- **Task prompt**
Copy out the lines below word for word, keeping every character the same.

[Start of Extracted records]

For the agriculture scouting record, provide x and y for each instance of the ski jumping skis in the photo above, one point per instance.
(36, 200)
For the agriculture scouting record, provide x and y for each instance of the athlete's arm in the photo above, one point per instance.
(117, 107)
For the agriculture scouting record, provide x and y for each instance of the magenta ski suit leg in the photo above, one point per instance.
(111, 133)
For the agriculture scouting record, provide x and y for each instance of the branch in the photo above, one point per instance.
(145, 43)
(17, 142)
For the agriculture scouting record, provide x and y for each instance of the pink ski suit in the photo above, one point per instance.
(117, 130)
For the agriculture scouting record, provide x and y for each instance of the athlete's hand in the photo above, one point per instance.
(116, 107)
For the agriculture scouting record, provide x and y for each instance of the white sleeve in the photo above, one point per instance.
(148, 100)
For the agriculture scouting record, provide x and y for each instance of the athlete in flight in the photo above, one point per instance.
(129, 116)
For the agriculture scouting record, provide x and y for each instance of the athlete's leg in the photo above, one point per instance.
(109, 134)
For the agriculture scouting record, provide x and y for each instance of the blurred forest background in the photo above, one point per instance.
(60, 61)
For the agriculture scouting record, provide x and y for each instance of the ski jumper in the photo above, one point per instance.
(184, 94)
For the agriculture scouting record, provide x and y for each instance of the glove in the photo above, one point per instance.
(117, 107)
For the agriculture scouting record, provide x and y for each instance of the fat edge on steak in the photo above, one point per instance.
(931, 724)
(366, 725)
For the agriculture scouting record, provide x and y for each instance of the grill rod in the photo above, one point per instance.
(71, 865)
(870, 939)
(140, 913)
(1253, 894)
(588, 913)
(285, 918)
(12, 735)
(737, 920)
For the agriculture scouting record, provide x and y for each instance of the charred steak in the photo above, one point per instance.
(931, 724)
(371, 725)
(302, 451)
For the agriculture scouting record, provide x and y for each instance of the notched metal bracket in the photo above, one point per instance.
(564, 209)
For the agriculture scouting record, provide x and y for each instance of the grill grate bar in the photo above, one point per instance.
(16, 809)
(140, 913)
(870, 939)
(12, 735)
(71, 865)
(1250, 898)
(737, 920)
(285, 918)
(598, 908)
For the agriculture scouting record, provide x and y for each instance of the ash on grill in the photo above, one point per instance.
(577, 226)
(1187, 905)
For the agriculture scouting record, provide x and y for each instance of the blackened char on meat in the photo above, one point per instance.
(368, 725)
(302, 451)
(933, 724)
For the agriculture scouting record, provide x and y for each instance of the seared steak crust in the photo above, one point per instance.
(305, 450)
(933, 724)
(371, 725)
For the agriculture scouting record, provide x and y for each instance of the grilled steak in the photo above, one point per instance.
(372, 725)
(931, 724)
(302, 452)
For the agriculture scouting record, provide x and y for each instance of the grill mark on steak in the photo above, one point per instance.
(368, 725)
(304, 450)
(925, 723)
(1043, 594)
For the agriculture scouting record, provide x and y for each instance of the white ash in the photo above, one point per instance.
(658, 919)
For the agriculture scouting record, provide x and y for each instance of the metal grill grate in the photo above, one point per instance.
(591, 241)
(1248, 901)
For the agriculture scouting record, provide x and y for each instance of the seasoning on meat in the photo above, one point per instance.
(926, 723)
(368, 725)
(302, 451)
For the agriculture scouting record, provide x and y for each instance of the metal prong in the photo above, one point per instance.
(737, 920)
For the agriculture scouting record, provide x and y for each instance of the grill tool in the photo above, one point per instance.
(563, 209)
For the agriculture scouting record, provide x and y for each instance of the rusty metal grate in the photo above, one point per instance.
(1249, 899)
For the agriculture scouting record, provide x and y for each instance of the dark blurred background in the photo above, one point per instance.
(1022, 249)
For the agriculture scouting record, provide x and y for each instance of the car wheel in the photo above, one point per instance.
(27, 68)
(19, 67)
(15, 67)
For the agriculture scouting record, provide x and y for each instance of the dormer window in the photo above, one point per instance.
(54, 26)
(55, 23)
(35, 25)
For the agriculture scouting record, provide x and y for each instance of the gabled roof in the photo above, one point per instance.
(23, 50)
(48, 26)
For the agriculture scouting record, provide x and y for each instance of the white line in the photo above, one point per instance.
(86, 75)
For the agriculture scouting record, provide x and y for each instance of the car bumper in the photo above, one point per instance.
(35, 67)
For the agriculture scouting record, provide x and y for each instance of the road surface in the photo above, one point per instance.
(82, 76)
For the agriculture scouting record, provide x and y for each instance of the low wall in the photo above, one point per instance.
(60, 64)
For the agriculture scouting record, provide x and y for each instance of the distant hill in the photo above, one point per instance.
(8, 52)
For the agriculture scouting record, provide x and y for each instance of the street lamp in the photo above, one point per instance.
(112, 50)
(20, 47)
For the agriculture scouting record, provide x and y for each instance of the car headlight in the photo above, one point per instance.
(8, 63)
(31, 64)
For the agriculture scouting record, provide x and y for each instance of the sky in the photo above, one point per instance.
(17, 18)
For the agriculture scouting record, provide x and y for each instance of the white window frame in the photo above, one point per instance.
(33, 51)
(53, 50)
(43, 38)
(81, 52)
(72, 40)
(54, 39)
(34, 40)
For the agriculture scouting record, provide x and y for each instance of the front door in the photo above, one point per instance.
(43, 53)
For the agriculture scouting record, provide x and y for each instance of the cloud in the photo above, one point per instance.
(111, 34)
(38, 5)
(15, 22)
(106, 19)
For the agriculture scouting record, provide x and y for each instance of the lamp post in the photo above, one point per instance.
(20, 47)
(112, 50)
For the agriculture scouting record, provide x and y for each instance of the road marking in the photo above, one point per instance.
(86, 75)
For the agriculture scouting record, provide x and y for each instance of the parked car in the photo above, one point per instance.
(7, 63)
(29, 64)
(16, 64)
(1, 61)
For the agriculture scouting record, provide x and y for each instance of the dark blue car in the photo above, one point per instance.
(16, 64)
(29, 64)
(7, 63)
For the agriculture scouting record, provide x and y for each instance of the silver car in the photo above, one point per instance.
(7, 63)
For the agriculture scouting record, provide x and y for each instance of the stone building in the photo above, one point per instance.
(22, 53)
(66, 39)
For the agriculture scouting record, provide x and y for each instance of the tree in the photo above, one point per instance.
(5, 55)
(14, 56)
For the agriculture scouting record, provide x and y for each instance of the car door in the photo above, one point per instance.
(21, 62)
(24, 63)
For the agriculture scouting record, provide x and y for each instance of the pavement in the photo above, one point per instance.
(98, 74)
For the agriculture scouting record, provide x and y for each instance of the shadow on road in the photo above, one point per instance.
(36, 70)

[End of Extracted records]

- **Response**
For the agriculture scouting record, provide x and y for each instance of the ski jumping skis in the photo above, one point per instance.
(36, 200)
For the agriculture scouting record, provide x and y for each instance of the athlete's arm in the photo above, one point per instance.
(117, 107)
For the agriculture scouting record, provide x and y for each instance of the magenta ski suit leg in the photo above, one point per instance.
(111, 133)
For the agriculture scouting record, provide x and y for each instance of the branch in the photo above, one point per instance.
(145, 43)
(17, 142)
For the agriculture scouting record, provide x and y for each instance of the pink ski suit in the photo above, one point per instance.
(117, 130)
For the agriculture scouting record, provide x and y for each instance of the athlete's hand in the photo above, one point per instance.
(116, 107)
For the agriculture scouting record, provide x and y for each instance of the white sleeve in the photo above, one point per instance.
(148, 100)
For the agriculture scouting record, provide x and y for each instance of the athlete in flight in the photo above, one point per instance.
(129, 116)
For the agriculture scouting record, provide x and y for each instance of the athlete's leg in the photo above, one point per instance.
(109, 134)
For the agriculture scouting record, provide x and y for each instance of the blurred forest background in the photo above, one point per instance.
(60, 61)
For the agriculture scouting record, provide x and y for each instance of the ski jumper in the photo above, one point per instance.
(184, 94)
For the agriculture scouting record, provide x and y for each instance of the glove in the photo above, one point per instance.
(117, 107)
For the agriculture scouting record, provide x and y for each instance of the fat edge on steak in the photo above, one point per instance.
(931, 724)
(366, 725)
For the agriculture scouting record, provide x and y for each instance of the grill rod in the photo above, one point per instance.
(71, 865)
(870, 939)
(140, 913)
(1253, 894)
(588, 913)
(285, 918)
(12, 735)
(737, 920)
For the agriculture scouting record, provide x and y for each instance of the charred steak in the photo above, one point per instance.
(931, 724)
(371, 725)
(302, 451)
For the agriculture scouting record, provide x and y for each instance of the notched metal bracket in the photo above, one point per instance.
(564, 209)
For the agriculture scouting record, provide x and y for each instance of the grill grate bar in the photo above, one point per instance.
(16, 809)
(140, 913)
(870, 939)
(12, 735)
(71, 865)
(1250, 898)
(737, 920)
(285, 918)
(598, 908)
For the agriculture scouting record, provide x and y for each instance of the ash on grill in the photo above, one point per instance.
(577, 226)
(1187, 905)
For the agriculture scouting record, provide x and y for each instance of the blackened char on meat in the photo above, one point per instance.
(368, 725)
(302, 451)
(933, 724)
For the agriculture scouting record, provide x and y for each instance of the seared steak crust in the photo above, one point per instance.
(305, 450)
(933, 724)
(371, 725)
For the agriculture scouting record, provide x and y for each instance of the grilled steak in the photo above, one point per instance.
(372, 725)
(931, 724)
(302, 452)
For the agriculture scouting record, provide x and y for each instance of the grill mark on steak in the photo above, one point per instance.
(368, 725)
(304, 450)
(925, 723)
(1043, 594)
For the agriculture scouting record, provide x and y for each instance of the white ash in the photo above, one point per instance.
(658, 919)
For the agriculture scouting record, provide x and y for each instance of the metal grill grate in the photo above, one point per instance.
(591, 241)
(1248, 901)
For the agriculture scouting record, provide x and y for each instance of the seasoning on meat in the photo above, one point per instance.
(926, 723)
(368, 725)
(302, 451)
For the agriculture scouting record, provide x and y for each instance of the metal prong in the photo above, one point per instance.
(737, 920)
For the agriculture scouting record, provide x and y for each instance of the grill tool in the photo above, one point per instance.
(563, 209)
For the agriculture scouting record, provide x and y for each instance of the rusty metal grate in the photo above, one point per instance.
(1249, 899)
For the agriculture scouting record, provide x and y for each instance of the dark blurred background in the photo above, one point per instance.
(1022, 249)
For the agriculture scouting record, provide x and y for each instance of the car wheel in the photo above, one point per instance.
(27, 68)
(19, 67)
(15, 67)
For the agriculture scouting record, provide x and y for each instance of the dormer window in the photo above, one point per instance.
(54, 26)
(55, 23)
(35, 25)
For the agriculture scouting record, provide x and y for each instance of the gabled roof in the photo above, one point per instance.
(23, 50)
(48, 26)
For the agriculture scouting record, provide x and y for each instance of the white line in the photo above, one point per instance.
(86, 75)
For the agriculture scouting record, provide x and y for each instance of the car bumper in the photo above, one point per instance.
(35, 67)
For the agriculture scouting record, provide x and y for each instance of the road surface in the photo above, one point per instance.
(82, 76)
For the agriculture scouting record, provide x and y for each instance of the low wall in the photo above, one point per instance.
(60, 64)
For the agriculture scouting record, provide x and y for each instance of the distant hill in the photo above, one point per instance.
(8, 52)
For the agriculture scouting record, provide x and y for each instance of the street lamp in the photo above, one point per instance.
(112, 50)
(20, 47)
For the agriculture scouting record, provide x and y for each instance of the car headlight in the photo above, one point per instance.
(8, 63)
(31, 64)
For the agriculture scouting record, provide x and y for each instance of the sky in the photo above, one point per instance.
(17, 18)
For the agriculture scouting record, provide x and y for each instance of the white window frame in the photo above, one point per instance.
(33, 51)
(53, 50)
(43, 38)
(81, 52)
(72, 40)
(54, 39)
(34, 40)
For the agriculture scouting record, provide x and y for each instance of the front door in the photo above, one point per instance.
(43, 53)
For the agriculture scouting record, provide x and y for each instance of the cloud in the photo above, one point per instance.
(111, 34)
(38, 5)
(15, 22)
(106, 19)
For the agriculture scouting record, provide x and y for each instance of the lamp post in the photo above, one point per instance.
(20, 47)
(112, 50)
For the agriculture scouting record, provide x and y for each instance of the road marking in the photo above, one point per instance.
(86, 75)
For the agriculture scouting record, provide x and y for each instance of the parked car in the photo above, one point per instance.
(7, 63)
(29, 64)
(16, 64)
(1, 61)
For the agriculture scouting record, provide x and y for each instance of the dark blue car in the photo above, one point per instance.
(16, 64)
(29, 64)
(7, 63)
For the agriculture scouting record, provide x and y for each instance of the silver car in the photo above, one point per instance.
(7, 63)
For the agriculture scouting record, provide x and y for each instance of the stone building in the photo above, one point per instance.
(22, 53)
(66, 39)
For the agriculture scouting record, provide x and y for each instance of the tree in the photo above, one point per instance.
(5, 55)
(14, 56)
For the agriculture scouting record, provide x and y for each instance of the car door in the photo above, one point per instance.
(21, 62)
(24, 63)
For the agriculture scouting record, provide x and y for each instance of the pavement in the photo above, one point per instance.
(98, 74)
For the agriculture scouting record, provide x and y for each instance of the shadow on road in the photo above, one point per instance.
(36, 70)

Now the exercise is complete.